文書の抜粋
ビジネス
2018/11/29 18:00

チャレンジは優しく自然に。ベンチャーの未来語るイベント「Scrum Connect」でヘルスケアの先を感じた

「画期的なアイディアを思いついた!起業してビジネスに!」と会社を興したベンチャー企業が成長していくためには、あらゆる知見や技術、そして資金が必要です。こうしたベンチャー企業を支えるのが、ベンチャーキャピタルと呼ばれる投資会社。成長性を見込まれた企業は、ベンチャーキャピタルに支援を受けることで、ビッグビジネスへの道が加速されていくのです。

 

そんなベンチャーキャピタルの中でも、Scrum Venturesは名だたるIT企業を創出している米国シリコンバレーを中心に投資を行っている注目の企業です。今回は、Scrum Venturesが11月19日に開催したイベント「Scrum Connect」へ伺って、イノベーションの風を感じてきました。

 

↑Scrum Ventures ジェネラルパートナー 宮田拓弥氏

 

SDカードにもオープンイノベーションが必要だった

ベンチャーキャピタル主催というと、スタートアップ企業の話が中心になるのかなと思いきや、今回のトップとなったセッションは「大企業のオープンイノベーション」。オープンイノベーションとは、自社だけではなく、他社や専門家などから積極的に意見を聞き、取り入れることでイノベーションを起こす取り組みです。もちろん、自社のアイディアや技術を他社に提供するケースもあります。

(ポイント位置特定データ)
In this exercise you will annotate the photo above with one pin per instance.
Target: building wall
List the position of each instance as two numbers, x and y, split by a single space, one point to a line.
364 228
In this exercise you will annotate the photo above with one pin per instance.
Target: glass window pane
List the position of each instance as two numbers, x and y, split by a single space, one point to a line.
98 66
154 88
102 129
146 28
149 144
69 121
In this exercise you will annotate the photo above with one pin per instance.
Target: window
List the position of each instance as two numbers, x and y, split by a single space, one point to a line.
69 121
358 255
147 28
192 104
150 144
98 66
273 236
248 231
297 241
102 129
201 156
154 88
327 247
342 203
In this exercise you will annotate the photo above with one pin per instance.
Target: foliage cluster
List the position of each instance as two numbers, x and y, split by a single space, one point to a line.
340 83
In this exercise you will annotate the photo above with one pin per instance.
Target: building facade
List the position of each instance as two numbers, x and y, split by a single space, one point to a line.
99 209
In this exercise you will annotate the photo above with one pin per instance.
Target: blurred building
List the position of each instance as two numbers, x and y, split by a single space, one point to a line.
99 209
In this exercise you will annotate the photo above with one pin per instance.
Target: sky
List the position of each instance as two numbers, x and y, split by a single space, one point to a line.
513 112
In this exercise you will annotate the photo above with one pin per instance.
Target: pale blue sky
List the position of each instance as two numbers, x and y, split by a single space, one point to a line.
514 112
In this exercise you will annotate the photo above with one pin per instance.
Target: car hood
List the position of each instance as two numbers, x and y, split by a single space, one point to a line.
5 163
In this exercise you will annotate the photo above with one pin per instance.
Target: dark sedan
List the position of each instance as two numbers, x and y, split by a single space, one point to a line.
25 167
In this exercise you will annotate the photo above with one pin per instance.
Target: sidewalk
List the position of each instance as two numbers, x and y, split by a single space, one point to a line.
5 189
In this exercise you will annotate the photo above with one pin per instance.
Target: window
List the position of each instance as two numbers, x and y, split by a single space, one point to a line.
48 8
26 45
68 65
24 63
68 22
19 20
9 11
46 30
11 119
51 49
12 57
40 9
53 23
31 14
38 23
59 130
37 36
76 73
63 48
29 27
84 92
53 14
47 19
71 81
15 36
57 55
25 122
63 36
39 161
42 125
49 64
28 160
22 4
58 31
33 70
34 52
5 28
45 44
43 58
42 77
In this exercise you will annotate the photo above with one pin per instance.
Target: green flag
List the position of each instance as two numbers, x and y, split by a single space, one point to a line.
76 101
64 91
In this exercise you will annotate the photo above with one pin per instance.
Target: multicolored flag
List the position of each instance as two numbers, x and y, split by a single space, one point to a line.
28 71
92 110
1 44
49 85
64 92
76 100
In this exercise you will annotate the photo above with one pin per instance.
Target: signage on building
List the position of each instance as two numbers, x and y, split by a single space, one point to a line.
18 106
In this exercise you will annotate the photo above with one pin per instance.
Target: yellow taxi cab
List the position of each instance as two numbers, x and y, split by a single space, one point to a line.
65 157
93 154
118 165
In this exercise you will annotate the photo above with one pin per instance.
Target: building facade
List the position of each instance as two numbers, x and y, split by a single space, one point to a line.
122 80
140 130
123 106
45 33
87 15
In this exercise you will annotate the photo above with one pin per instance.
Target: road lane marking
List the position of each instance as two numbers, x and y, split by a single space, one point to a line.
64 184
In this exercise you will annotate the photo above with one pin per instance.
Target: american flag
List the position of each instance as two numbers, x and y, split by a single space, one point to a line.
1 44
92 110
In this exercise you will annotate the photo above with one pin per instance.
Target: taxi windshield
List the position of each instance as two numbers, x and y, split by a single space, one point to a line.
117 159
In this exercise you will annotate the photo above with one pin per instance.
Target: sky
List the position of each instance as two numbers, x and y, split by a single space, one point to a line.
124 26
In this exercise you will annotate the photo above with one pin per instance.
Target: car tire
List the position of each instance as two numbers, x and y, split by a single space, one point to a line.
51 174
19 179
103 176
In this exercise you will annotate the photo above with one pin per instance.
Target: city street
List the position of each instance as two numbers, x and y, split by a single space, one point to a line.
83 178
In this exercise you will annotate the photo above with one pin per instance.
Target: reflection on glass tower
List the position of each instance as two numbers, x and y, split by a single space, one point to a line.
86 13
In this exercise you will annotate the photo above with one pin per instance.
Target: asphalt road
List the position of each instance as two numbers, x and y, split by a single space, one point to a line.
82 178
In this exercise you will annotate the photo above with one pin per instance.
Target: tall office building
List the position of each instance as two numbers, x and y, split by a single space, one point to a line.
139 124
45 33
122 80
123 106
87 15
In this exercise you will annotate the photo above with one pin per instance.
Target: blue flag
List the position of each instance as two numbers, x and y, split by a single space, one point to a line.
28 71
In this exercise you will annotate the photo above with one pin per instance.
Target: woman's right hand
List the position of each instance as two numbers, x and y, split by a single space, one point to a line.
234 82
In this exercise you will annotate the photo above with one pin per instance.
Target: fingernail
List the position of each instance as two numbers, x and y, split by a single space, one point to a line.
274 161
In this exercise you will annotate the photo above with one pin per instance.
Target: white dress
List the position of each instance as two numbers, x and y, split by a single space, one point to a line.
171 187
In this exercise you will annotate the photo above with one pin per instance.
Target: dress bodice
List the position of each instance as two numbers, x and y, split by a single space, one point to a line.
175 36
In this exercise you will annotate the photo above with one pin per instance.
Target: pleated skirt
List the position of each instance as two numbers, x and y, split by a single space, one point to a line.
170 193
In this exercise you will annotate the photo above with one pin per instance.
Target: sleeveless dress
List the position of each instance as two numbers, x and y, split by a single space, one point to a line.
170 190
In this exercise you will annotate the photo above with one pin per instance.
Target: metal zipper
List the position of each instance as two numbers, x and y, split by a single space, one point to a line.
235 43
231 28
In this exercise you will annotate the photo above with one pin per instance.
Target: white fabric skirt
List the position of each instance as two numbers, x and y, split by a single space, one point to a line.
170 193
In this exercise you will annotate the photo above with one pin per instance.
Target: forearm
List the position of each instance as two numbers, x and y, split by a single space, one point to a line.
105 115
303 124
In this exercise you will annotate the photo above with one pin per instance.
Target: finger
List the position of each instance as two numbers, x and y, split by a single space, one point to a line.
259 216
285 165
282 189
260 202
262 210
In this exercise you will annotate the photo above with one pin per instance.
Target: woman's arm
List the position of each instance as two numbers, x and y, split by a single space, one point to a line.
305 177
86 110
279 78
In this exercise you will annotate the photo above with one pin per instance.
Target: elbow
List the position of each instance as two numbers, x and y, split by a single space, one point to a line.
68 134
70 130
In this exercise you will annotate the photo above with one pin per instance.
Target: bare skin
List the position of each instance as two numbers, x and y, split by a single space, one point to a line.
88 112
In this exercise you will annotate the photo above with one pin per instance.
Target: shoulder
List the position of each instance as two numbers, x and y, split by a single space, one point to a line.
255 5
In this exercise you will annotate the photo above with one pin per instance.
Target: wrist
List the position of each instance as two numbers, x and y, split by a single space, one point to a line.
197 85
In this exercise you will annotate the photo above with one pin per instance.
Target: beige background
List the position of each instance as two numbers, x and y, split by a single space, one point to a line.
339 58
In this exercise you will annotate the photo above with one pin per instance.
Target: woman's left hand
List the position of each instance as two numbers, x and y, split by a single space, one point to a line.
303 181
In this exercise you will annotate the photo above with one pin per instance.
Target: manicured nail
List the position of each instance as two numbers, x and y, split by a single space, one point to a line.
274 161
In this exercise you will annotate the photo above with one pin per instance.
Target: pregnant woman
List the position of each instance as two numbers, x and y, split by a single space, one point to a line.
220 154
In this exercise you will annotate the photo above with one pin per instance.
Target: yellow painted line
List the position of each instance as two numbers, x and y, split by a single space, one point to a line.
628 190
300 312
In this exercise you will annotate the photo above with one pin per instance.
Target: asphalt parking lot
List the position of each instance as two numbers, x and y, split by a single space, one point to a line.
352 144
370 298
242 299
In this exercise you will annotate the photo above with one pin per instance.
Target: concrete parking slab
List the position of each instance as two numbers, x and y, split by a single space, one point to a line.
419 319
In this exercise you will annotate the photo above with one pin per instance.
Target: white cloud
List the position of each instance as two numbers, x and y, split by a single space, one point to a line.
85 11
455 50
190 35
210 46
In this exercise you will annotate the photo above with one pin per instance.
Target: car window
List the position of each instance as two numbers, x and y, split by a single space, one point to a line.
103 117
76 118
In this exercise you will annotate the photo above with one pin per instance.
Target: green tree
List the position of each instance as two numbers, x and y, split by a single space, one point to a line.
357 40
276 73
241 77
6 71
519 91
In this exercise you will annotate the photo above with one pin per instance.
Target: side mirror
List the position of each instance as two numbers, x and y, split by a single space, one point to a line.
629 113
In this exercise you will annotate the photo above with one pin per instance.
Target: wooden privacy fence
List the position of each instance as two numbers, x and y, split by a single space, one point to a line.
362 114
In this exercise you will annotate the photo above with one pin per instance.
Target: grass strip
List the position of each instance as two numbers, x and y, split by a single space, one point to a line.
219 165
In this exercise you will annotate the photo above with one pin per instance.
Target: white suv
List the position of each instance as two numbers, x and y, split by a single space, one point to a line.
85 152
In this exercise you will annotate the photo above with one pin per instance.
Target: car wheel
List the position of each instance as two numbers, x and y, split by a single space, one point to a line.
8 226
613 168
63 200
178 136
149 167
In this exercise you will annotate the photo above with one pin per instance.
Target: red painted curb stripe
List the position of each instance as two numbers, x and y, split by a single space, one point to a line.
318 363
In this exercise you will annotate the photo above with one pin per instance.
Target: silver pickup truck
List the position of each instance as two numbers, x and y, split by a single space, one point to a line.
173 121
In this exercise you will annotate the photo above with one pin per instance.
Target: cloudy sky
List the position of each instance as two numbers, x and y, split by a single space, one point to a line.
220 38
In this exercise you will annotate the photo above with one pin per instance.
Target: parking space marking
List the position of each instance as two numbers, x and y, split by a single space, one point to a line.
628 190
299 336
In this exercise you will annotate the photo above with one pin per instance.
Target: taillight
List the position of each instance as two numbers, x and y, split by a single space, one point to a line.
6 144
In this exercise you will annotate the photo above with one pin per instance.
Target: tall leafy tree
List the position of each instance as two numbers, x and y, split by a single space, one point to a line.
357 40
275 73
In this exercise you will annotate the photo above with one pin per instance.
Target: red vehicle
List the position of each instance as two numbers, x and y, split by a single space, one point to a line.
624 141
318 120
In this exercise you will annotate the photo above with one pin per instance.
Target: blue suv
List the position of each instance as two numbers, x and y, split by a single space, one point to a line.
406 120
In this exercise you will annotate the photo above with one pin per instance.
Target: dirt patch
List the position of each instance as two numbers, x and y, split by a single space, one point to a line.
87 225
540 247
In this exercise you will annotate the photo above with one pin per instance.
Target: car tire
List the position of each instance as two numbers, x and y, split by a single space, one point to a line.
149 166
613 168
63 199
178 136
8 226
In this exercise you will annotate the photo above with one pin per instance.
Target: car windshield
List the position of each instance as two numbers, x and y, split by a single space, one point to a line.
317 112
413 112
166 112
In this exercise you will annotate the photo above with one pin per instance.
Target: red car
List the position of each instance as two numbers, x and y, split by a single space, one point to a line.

取り組む課題
[a] 次の(i)〜(iii)がScrum Connectの記事の内容と合うかを判定せよ。それぞれ「はい」か「いいえ」で答え、判断の決め手となる記事の語句をそのまま引用すること。
(i) Scrum Venturesは米国シリコンバレーを中心に投資を行っている。
(ii) 「Scrum Connect」は11月29日に開催された。
(iii) オープンイノベーションでは、自社のアイディアや技術を他社に提供する場合もある。
[b] Scrum Connectの記事から、「SDカードにもオープンイノベーションが必要だった」で始まり「に提供するケースもあります。」で終わる部分を一字一句変えずに出力せよ。
データは記事とは別の資料である。

解答済みの課題
[a]
(i) はい。「米国シリコンバレーを中心に投資を行っている」
(ii) いいえ。「Scrum Venturesが11月19日に開催したイベント「Scrum Connect」」
(iii) はい。「自社のアイディアや技術を他社に提供するケースもあります」

[b]
SDカードにもオープンイノベーションが必要だった

ベンチャーキャピタル主催というと、スタートアップ企業の話が中心になるのかなと思いきや、今回のトップとなったセッションは「大企業のオープンイノベーション」。オープンイノベーションとは、自社だけではなく、他社や専門家などから積極的に意見を聞き、取り入れることでイノベーションを起こす取り組みです。もちろん、自社のアイディアや技術を他社に提供するケースもあります。